## Goal of the exercise
In the records below, find the line containing "Could you spot the window sill" and return it together with every later line, exactly as written; pictures are to be omitted.

## Data provided

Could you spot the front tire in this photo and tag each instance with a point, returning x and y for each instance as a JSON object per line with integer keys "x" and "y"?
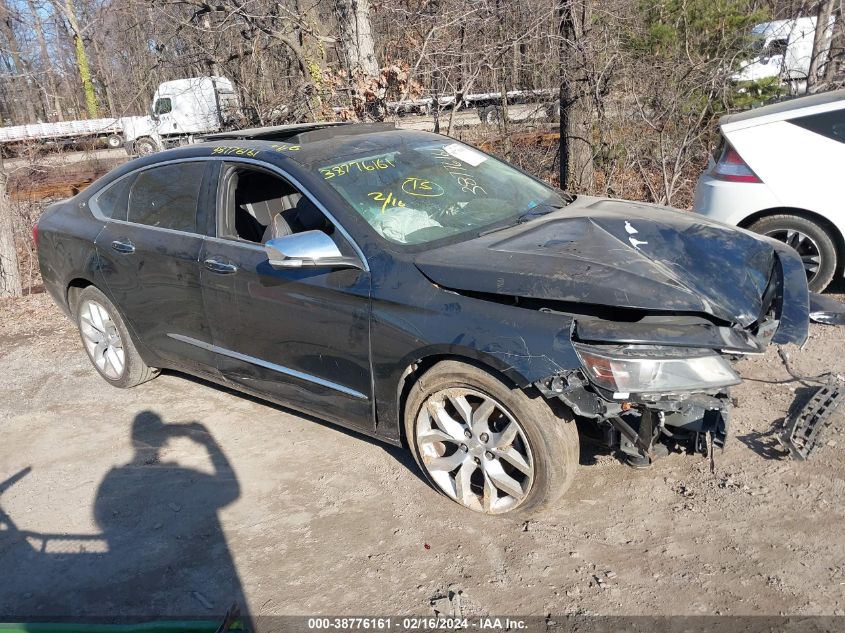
{"x": 107, "y": 341}
{"x": 145, "y": 146}
{"x": 812, "y": 242}
{"x": 486, "y": 446}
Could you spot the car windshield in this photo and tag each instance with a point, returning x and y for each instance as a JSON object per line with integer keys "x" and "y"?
{"x": 429, "y": 190}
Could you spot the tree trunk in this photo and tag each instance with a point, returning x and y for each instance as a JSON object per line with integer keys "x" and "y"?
{"x": 356, "y": 38}
{"x": 52, "y": 102}
{"x": 576, "y": 104}
{"x": 836, "y": 54}
{"x": 10, "y": 275}
{"x": 21, "y": 68}
{"x": 821, "y": 44}
{"x": 82, "y": 61}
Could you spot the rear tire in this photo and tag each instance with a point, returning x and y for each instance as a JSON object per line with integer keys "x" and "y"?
{"x": 498, "y": 468}
{"x": 146, "y": 146}
{"x": 107, "y": 341}
{"x": 812, "y": 241}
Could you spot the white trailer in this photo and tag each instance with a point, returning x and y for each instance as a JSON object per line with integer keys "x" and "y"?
{"x": 180, "y": 111}
{"x": 64, "y": 132}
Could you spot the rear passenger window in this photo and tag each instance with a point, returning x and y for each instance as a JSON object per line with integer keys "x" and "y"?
{"x": 111, "y": 201}
{"x": 166, "y": 197}
{"x": 829, "y": 124}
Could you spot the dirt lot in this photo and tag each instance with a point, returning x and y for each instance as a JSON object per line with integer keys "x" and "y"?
{"x": 151, "y": 514}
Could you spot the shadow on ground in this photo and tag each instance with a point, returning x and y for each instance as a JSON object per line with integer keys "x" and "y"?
{"x": 160, "y": 550}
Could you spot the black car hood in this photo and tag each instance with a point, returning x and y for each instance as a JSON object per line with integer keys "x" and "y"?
{"x": 617, "y": 254}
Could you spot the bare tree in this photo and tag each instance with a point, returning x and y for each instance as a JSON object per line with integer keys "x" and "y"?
{"x": 821, "y": 44}
{"x": 576, "y": 111}
{"x": 10, "y": 276}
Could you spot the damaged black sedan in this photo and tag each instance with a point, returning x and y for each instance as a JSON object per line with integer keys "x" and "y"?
{"x": 413, "y": 288}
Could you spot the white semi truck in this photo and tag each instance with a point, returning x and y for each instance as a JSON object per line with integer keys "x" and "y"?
{"x": 180, "y": 111}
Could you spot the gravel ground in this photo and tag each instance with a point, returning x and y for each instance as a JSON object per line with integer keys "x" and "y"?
{"x": 178, "y": 497}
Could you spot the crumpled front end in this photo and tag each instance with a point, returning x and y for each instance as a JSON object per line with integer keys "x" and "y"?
{"x": 662, "y": 383}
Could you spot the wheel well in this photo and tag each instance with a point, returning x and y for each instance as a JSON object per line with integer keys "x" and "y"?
{"x": 831, "y": 228}
{"x": 74, "y": 288}
{"x": 416, "y": 370}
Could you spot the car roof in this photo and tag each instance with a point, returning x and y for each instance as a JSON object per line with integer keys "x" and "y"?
{"x": 785, "y": 110}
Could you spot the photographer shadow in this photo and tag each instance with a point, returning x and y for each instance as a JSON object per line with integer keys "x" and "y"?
{"x": 161, "y": 552}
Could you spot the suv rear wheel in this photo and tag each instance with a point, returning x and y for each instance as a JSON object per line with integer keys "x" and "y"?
{"x": 812, "y": 241}
{"x": 486, "y": 446}
{"x": 107, "y": 341}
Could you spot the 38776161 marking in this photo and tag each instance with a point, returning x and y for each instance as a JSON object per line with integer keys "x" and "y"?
{"x": 229, "y": 150}
{"x": 360, "y": 165}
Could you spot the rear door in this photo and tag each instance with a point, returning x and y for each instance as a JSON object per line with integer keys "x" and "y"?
{"x": 298, "y": 335}
{"x": 149, "y": 255}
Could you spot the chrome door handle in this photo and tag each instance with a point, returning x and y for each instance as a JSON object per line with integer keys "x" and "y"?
{"x": 123, "y": 247}
{"x": 219, "y": 267}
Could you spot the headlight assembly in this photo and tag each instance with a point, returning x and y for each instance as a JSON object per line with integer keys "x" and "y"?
{"x": 651, "y": 369}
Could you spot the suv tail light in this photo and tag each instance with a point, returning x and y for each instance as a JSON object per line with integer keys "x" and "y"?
{"x": 732, "y": 168}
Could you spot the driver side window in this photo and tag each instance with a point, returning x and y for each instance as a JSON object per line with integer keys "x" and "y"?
{"x": 258, "y": 206}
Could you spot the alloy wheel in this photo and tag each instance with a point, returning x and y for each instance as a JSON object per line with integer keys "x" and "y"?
{"x": 102, "y": 340}
{"x": 474, "y": 450}
{"x": 805, "y": 246}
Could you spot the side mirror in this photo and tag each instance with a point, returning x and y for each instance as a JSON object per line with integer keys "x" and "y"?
{"x": 309, "y": 249}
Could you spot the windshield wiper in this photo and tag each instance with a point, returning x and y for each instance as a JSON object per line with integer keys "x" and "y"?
{"x": 536, "y": 212}
{"x": 531, "y": 214}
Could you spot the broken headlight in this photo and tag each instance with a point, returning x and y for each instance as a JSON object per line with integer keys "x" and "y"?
{"x": 653, "y": 369}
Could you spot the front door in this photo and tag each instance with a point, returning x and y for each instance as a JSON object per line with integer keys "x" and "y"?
{"x": 300, "y": 336}
{"x": 149, "y": 256}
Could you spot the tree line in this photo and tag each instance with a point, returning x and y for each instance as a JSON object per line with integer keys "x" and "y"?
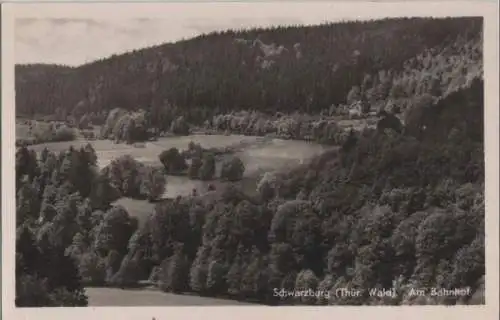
{"x": 389, "y": 208}
{"x": 313, "y": 69}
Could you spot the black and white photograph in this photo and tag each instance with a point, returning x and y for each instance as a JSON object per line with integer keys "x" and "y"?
{"x": 251, "y": 155}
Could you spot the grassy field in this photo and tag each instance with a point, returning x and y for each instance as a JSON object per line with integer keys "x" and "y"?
{"x": 257, "y": 153}
{"x": 114, "y": 297}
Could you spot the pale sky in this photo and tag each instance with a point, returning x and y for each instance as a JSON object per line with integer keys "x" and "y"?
{"x": 76, "y": 33}
{"x": 76, "y": 40}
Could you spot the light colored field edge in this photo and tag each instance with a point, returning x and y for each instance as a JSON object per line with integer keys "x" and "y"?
{"x": 359, "y": 9}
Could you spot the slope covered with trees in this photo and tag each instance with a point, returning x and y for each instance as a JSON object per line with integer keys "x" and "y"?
{"x": 397, "y": 206}
{"x": 291, "y": 69}
{"x": 387, "y": 210}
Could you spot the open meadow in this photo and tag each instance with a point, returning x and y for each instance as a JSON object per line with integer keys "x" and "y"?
{"x": 257, "y": 153}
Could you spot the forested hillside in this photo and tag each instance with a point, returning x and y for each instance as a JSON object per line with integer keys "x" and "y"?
{"x": 288, "y": 69}
{"x": 400, "y": 205}
{"x": 387, "y": 210}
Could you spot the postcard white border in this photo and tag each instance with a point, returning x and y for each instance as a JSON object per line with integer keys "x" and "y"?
{"x": 355, "y": 9}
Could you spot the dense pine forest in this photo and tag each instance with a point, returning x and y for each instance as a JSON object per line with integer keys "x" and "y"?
{"x": 400, "y": 205}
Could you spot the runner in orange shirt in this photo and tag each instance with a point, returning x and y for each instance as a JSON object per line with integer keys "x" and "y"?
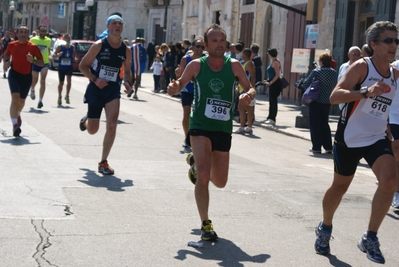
{"x": 16, "y": 56}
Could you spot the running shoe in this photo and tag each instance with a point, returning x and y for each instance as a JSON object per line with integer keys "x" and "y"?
{"x": 395, "y": 200}
{"x": 322, "y": 244}
{"x": 104, "y": 168}
{"x": 32, "y": 94}
{"x": 240, "y": 130}
{"x": 371, "y": 246}
{"x": 207, "y": 233}
{"x": 82, "y": 123}
{"x": 185, "y": 145}
{"x": 271, "y": 122}
{"x": 192, "y": 172}
{"x": 19, "y": 121}
{"x": 248, "y": 130}
{"x": 16, "y": 131}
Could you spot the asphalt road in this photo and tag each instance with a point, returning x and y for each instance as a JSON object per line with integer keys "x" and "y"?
{"x": 56, "y": 210}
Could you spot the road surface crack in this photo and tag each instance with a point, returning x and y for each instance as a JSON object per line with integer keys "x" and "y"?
{"x": 43, "y": 245}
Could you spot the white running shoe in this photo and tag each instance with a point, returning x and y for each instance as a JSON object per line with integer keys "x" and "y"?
{"x": 271, "y": 122}
{"x": 248, "y": 130}
{"x": 240, "y": 130}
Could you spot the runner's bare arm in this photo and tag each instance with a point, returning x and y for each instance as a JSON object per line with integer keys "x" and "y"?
{"x": 189, "y": 74}
{"x": 88, "y": 59}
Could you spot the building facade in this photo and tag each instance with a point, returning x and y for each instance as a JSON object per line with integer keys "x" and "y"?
{"x": 341, "y": 22}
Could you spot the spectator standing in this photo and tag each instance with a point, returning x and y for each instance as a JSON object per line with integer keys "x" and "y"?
{"x": 67, "y": 55}
{"x": 171, "y": 62}
{"x": 246, "y": 110}
{"x": 319, "y": 110}
{"x": 187, "y": 94}
{"x": 20, "y": 55}
{"x": 151, "y": 52}
{"x": 186, "y": 45}
{"x": 354, "y": 54}
{"x": 44, "y": 43}
{"x": 274, "y": 84}
{"x": 157, "y": 67}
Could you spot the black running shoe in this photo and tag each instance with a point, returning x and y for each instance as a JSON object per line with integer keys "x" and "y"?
{"x": 82, "y": 122}
{"x": 207, "y": 233}
{"x": 322, "y": 244}
{"x": 104, "y": 168}
{"x": 371, "y": 246}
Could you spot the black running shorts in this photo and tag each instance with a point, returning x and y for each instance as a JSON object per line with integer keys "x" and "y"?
{"x": 346, "y": 159}
{"x": 220, "y": 141}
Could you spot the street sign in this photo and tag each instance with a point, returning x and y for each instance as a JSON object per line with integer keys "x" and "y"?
{"x": 311, "y": 34}
{"x": 45, "y": 21}
{"x": 300, "y": 60}
{"x": 61, "y": 10}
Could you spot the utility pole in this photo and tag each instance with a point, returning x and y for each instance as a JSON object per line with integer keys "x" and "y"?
{"x": 165, "y": 19}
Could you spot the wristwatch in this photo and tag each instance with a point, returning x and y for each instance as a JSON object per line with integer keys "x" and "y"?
{"x": 364, "y": 91}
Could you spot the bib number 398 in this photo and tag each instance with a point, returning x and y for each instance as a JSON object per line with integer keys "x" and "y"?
{"x": 108, "y": 73}
{"x": 218, "y": 109}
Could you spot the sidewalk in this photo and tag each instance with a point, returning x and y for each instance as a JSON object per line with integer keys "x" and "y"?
{"x": 286, "y": 117}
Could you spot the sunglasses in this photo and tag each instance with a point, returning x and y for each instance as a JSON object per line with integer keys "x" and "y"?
{"x": 389, "y": 40}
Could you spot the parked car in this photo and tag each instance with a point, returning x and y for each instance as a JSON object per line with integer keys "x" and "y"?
{"x": 81, "y": 48}
{"x": 54, "y": 44}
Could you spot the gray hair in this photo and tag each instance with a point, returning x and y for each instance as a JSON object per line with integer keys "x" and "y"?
{"x": 373, "y": 32}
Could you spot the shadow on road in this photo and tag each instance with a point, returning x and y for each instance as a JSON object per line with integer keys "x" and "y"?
{"x": 18, "y": 141}
{"x": 334, "y": 261}
{"x": 110, "y": 182}
{"x": 225, "y": 251}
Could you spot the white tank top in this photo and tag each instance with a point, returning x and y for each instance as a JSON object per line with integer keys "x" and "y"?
{"x": 394, "y": 111}
{"x": 364, "y": 122}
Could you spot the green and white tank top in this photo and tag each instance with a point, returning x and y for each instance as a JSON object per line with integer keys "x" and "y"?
{"x": 213, "y": 98}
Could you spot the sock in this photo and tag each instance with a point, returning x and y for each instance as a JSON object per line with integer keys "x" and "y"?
{"x": 326, "y": 227}
{"x": 371, "y": 234}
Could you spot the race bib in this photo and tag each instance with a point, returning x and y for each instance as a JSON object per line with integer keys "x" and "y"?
{"x": 218, "y": 109}
{"x": 65, "y": 61}
{"x": 109, "y": 73}
{"x": 377, "y": 107}
{"x": 42, "y": 48}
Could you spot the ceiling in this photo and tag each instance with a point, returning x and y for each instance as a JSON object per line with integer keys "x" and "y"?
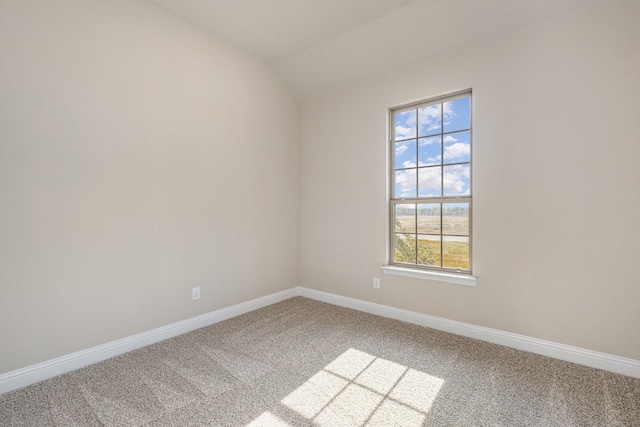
{"x": 317, "y": 46}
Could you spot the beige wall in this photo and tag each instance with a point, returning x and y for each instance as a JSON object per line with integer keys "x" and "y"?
{"x": 556, "y": 184}
{"x": 139, "y": 157}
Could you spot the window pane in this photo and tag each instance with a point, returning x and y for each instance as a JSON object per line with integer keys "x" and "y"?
{"x": 457, "y": 115}
{"x": 457, "y": 147}
{"x": 405, "y": 184}
{"x": 429, "y": 151}
{"x": 428, "y": 250}
{"x": 405, "y": 218}
{"x": 405, "y": 154}
{"x": 456, "y": 180}
{"x": 429, "y": 218}
{"x": 455, "y": 218}
{"x": 429, "y": 120}
{"x": 405, "y": 125}
{"x": 405, "y": 245}
{"x": 430, "y": 181}
{"x": 455, "y": 252}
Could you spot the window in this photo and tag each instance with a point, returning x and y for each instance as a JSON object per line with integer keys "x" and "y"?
{"x": 430, "y": 205}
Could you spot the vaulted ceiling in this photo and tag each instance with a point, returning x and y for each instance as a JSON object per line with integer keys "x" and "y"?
{"x": 321, "y": 45}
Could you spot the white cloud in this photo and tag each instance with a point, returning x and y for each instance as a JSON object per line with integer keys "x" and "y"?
{"x": 401, "y": 147}
{"x": 429, "y": 181}
{"x": 403, "y": 132}
{"x": 456, "y": 180}
{"x": 406, "y": 183}
{"x": 409, "y": 164}
{"x": 450, "y": 138}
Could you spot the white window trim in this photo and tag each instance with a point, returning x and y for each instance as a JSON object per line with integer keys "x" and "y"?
{"x": 436, "y": 276}
{"x": 408, "y": 271}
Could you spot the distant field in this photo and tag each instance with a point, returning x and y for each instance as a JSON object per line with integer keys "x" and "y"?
{"x": 455, "y": 254}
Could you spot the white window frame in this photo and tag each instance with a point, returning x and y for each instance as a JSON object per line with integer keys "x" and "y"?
{"x": 437, "y": 273}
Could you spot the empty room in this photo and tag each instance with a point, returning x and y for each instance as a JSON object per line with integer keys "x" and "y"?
{"x": 319, "y": 213}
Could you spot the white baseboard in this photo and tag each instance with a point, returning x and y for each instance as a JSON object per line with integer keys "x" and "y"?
{"x": 594, "y": 359}
{"x": 60, "y": 365}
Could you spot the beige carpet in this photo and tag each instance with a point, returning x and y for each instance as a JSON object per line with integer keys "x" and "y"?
{"x": 305, "y": 363}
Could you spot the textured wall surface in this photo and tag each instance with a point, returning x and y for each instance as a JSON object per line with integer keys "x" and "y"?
{"x": 139, "y": 157}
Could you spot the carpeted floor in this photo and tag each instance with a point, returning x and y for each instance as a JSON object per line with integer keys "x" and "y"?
{"x": 305, "y": 363}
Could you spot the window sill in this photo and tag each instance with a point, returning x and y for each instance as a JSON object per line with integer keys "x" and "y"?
{"x": 458, "y": 279}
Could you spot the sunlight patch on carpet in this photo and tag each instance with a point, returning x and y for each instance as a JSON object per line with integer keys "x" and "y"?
{"x": 359, "y": 389}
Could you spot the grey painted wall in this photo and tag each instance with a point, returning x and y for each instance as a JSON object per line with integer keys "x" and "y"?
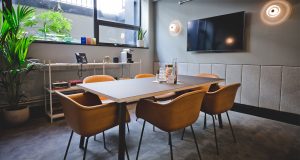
{"x": 266, "y": 45}
{"x": 62, "y": 53}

## Answer to this task
Could you spot the window sill in this photo and tag each instance with a point, returning x and y for each instance as a JSON object per line with integer keys "x" and "y"?
{"x": 458, "y": 279}
Could you spot the sunlight patch on carpet in this photo and tag each instance with a point, returning x and y for each instance as a JSON object per line with integer keys "x" and "y"?
{"x": 359, "y": 389}
Could you spot the grey painted wall in this photo and tag each instance with a point, returning x and y for each instance as a JSON object per line with integer keys "x" and "y"?
{"x": 266, "y": 45}
{"x": 62, "y": 53}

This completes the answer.